▸ **TASK STATEMENT**: Retype every entry below without altering anything.

▸ **DATA TO PROCESS**:
——————

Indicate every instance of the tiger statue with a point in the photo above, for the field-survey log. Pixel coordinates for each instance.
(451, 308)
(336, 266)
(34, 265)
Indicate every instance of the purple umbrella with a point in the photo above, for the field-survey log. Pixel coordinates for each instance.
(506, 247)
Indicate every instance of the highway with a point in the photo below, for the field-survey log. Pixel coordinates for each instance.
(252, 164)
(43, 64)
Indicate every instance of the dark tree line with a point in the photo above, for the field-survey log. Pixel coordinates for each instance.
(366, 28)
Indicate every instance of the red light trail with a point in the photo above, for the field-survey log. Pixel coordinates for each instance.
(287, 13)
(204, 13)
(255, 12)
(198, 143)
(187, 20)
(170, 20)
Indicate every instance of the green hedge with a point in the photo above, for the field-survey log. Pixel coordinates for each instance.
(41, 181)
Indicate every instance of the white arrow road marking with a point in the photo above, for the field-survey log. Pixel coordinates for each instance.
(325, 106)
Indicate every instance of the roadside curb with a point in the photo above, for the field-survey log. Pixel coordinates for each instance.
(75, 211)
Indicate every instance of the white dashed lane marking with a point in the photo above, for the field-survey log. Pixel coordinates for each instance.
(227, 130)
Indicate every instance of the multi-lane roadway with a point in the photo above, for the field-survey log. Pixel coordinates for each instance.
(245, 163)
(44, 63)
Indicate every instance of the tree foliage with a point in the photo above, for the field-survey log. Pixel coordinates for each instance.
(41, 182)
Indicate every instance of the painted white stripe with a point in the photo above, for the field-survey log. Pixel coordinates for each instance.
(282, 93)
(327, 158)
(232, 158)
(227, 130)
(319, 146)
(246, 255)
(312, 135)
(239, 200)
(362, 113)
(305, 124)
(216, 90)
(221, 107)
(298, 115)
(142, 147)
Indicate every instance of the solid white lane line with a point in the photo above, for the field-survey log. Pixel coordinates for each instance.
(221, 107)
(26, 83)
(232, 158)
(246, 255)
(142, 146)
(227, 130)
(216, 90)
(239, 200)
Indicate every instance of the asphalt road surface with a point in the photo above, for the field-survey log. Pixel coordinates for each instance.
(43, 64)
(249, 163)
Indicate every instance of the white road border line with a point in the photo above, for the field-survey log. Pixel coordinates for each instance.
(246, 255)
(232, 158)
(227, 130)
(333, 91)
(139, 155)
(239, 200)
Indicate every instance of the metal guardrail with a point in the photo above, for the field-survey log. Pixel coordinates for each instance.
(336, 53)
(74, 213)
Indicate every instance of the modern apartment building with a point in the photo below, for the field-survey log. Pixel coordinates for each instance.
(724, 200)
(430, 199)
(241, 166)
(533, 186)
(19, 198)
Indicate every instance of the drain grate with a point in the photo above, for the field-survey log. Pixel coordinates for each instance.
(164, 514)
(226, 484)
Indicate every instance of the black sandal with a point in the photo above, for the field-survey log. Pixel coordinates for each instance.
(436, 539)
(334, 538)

——————

▸ **YOUR SOLUTION**:
Indicate every instance of the tiger statue with a point in the photo above, for the field-survey log. Pixel coordinates for each instance.
(451, 308)
(336, 266)
(34, 265)
Indicate every instance of the purple umbrella with a point in the photo above, for the field-survey log. Pixel coordinates for each instance.
(506, 247)
Indicate every instance of the highway with a point in the photo below, for the field-survey log. Pixel coordinates for each instance.
(252, 164)
(43, 64)
Indicate every instance of the dark tree line with a point in the photo above, for the field-survey log. Pixel coordinates for each instance.
(366, 28)
Indicate every instance of the red light trail with a point in the photo above, for the field-survey log. Pixel coordinates for each instance.
(287, 13)
(204, 13)
(255, 12)
(198, 143)
(187, 20)
(170, 20)
Indicate every instance of the green hedge with a point in the photo above, for the field-survey log. Pixel coordinates for each instance.
(41, 181)
Indicate every instance of the white arrow road marking with a point in the photo above, for the field-survey log. Pixel coordinates for each instance.
(325, 106)
Indicate every instance of the roadside curb with a point in the photo above, for the field-survey log. Pixel coordinates for each instance.
(75, 211)
Indicate every instance of the white dashed lane marking with a point in the photo above, for the field-survey log. Pixel coordinates for each instance.
(227, 130)
Indicate every instance of the multi-lane roadway with a point in the photo above, for the field-survey log. Pixel coordinates for each instance.
(245, 163)
(44, 63)
Indicate every instance of the tree foliage with a point in the photo above, for the field-survey log. Pixel coordinates for each instance.
(41, 182)
Indicate every instance of the painted white stripe with a point in the photo above, for the field-survey log. Pixel coordinates for each instance.
(282, 93)
(327, 158)
(232, 158)
(227, 130)
(319, 146)
(246, 255)
(312, 135)
(239, 200)
(362, 113)
(305, 124)
(216, 90)
(221, 107)
(298, 115)
(142, 147)
Indicate every instance of the solid white lane line with a point in the photo above, for the field-survey log. Pixel coordinates for each instance.
(221, 107)
(26, 83)
(232, 158)
(246, 255)
(142, 146)
(227, 130)
(216, 90)
(239, 200)
Indicate every instance of the asphalt road surface with a point in the photo above, for the field-survey log. Pixel coordinates for each instance.
(43, 64)
(249, 163)
Indicate every instance of the white road border line with a point in the photo above, for the field-survey log. Pixel coordinates for each instance.
(246, 255)
(232, 158)
(227, 130)
(333, 91)
(139, 155)
(239, 200)
Indicate every instance of the metal guardrail with a point in the photo above, for the field-survey log. Pixel coordinates for each instance.
(336, 53)
(74, 213)
Indicate every instance of the modern apartment building with a point in the photo below, for the field-survey log. Pixel coordinates for each instance.
(724, 200)
(430, 199)
(241, 166)
(533, 186)
(19, 198)
Indicate every instance of the drain grate with a point in the photo above, for the field-survey log. Pixel coordinates for each instance.
(164, 514)
(226, 484)
Indicate every instance of the black sandal with a point in the photo above, for the field-survey log. Pixel coordinates for each instance.
(436, 539)
(334, 538)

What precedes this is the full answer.